--- ITEMS ---

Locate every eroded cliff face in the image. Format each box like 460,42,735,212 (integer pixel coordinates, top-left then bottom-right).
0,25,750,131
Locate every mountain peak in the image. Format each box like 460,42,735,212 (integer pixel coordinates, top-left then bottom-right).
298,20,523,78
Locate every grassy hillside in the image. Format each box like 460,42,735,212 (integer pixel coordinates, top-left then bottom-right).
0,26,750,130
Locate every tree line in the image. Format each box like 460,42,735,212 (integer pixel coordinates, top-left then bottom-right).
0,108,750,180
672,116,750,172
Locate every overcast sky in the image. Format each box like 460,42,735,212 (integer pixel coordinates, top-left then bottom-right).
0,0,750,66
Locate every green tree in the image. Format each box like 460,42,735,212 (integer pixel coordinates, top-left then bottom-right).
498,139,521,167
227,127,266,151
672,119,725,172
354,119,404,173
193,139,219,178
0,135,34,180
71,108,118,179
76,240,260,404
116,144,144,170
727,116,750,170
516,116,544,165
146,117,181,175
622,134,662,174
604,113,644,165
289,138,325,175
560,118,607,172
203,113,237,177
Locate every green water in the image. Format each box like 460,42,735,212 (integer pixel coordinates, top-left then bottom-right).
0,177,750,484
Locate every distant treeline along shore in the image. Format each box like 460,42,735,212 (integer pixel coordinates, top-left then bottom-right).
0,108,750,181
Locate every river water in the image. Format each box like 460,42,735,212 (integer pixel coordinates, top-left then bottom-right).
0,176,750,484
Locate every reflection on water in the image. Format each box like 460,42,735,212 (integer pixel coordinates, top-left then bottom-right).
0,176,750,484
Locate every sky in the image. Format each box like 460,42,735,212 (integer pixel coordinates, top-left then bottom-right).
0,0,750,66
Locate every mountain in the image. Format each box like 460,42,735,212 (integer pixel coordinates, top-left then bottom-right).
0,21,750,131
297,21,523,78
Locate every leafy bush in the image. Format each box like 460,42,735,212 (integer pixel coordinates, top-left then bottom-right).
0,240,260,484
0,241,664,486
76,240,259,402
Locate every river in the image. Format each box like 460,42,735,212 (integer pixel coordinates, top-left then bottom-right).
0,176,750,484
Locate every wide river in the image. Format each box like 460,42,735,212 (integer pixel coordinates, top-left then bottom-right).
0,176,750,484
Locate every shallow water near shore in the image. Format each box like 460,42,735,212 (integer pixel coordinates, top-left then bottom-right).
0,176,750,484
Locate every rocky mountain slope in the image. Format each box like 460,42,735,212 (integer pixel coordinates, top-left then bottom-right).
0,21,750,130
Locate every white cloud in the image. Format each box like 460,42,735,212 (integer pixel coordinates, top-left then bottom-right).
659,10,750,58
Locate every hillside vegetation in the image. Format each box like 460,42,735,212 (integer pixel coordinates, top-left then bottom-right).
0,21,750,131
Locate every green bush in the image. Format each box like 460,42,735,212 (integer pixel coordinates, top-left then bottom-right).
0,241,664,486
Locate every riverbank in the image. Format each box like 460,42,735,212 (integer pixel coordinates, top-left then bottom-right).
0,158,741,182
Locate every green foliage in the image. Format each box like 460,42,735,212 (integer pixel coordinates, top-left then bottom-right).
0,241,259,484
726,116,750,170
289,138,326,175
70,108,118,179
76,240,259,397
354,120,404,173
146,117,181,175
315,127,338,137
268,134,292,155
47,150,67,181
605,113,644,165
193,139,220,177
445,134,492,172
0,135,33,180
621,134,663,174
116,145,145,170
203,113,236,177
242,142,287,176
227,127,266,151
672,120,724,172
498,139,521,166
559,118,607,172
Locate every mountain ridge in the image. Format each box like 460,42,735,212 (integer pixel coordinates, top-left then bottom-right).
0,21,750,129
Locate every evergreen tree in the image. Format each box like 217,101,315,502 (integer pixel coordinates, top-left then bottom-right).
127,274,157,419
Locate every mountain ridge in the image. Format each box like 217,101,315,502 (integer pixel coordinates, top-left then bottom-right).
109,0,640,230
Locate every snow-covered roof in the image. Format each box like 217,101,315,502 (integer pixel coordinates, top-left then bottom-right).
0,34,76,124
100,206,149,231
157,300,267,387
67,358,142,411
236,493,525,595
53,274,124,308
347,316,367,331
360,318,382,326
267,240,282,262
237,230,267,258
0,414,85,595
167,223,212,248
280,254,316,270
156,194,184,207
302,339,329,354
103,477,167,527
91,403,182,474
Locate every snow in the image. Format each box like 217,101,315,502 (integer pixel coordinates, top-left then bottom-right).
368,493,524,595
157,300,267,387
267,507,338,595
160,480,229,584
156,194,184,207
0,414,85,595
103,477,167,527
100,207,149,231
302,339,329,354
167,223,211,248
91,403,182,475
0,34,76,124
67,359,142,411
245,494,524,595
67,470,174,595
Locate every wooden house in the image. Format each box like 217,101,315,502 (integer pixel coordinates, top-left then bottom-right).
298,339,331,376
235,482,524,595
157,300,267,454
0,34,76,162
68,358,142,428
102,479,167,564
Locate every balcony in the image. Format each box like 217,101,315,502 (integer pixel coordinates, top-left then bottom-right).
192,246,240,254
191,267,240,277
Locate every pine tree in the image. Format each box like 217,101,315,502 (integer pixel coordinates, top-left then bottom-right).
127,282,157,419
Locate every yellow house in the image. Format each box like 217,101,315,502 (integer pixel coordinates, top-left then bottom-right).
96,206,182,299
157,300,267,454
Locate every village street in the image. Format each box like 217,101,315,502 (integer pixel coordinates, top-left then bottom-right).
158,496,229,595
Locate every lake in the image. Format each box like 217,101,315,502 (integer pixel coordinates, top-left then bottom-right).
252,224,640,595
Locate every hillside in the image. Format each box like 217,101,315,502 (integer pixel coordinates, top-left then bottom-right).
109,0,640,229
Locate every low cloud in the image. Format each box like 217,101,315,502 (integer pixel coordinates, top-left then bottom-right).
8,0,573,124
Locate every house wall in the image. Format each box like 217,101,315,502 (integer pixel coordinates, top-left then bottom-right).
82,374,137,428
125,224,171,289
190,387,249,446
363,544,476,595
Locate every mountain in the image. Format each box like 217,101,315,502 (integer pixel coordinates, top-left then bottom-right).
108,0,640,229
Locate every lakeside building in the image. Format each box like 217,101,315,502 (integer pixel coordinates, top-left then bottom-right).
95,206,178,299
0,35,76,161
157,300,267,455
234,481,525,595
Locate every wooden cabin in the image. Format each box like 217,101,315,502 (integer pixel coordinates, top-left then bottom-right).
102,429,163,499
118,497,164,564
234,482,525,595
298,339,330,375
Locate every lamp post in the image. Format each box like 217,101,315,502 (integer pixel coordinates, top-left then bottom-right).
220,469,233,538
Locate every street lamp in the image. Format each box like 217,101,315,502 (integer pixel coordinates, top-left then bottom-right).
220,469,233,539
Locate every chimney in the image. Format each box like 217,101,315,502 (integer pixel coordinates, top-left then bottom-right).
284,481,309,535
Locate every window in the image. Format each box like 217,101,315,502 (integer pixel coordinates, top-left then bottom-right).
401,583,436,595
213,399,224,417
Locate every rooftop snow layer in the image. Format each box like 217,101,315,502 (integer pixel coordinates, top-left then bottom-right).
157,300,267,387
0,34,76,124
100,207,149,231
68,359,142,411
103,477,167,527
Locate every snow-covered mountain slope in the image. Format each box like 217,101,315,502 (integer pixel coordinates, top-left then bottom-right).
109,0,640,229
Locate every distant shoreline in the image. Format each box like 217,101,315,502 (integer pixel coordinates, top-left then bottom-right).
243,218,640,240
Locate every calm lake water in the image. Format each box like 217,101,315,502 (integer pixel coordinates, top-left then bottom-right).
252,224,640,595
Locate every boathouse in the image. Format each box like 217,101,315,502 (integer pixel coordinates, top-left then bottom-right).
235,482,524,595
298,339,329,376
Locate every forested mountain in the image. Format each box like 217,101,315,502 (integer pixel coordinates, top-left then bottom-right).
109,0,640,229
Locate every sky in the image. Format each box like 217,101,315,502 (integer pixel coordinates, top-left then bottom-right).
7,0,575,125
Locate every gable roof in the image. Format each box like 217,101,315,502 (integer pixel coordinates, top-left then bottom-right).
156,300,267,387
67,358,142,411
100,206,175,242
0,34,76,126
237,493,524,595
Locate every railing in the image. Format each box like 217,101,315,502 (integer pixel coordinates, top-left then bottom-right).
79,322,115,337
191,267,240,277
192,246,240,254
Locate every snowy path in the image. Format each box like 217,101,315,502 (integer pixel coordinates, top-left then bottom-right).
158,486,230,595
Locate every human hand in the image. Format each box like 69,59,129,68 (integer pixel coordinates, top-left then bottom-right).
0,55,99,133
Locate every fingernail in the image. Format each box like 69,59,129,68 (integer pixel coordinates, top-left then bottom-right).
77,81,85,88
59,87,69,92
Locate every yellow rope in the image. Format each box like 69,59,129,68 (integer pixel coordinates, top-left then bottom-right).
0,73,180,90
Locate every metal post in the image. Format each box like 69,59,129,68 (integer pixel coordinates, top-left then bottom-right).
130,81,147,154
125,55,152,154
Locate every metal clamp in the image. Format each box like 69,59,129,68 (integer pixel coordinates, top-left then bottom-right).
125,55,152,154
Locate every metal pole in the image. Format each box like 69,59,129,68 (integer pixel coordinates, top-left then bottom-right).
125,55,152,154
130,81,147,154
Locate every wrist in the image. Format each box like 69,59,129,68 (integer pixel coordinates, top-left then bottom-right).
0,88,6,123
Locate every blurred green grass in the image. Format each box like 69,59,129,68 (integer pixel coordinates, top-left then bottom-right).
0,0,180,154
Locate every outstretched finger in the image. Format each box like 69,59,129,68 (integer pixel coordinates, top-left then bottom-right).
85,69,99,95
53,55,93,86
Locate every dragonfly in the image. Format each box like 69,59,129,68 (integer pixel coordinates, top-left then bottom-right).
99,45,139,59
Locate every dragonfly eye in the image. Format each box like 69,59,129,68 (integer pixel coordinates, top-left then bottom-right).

---

- **DESCRIPTION OF THE TASK**:
Rewrite the lines from the one containing "Locate every lakeside" down to the one containing "213,399,224,417", putting "log cabin" in place of "wooden cabin" and leaving everything else unchanged.

- **WORKED ANSWER**:
Locate every lakeside building in the image. Format each box like 217,101,315,502 (integer pixel coordinates, top-left then bottom-right).
95,206,178,299
0,35,76,161
157,300,267,455
234,481,525,595
Locate every log cabin in the image. Format each box like 217,101,315,502 (integer pixel coordinates, top-left then bottom-right).
102,429,163,499
118,497,164,564
234,482,525,595
298,339,330,375
Locate every lamp post in the image. Format each box like 217,101,315,502 (integer pixel coordinates, top-left then bottom-right).
220,469,233,538
Locate every street lamp in the image. Format each box like 217,101,315,502 (integer pixel coordinates, top-left then bottom-right).
220,469,233,539
Locate every chimney in the image. Format each box like 217,101,315,502 (integer pixel coordinates, top-left then bottom-right).
284,481,309,535
Locate every window in the image. Format each box like 217,101,315,502 (integer pixel coordinates, top-left then bottom-right).
401,583,436,595
213,399,224,417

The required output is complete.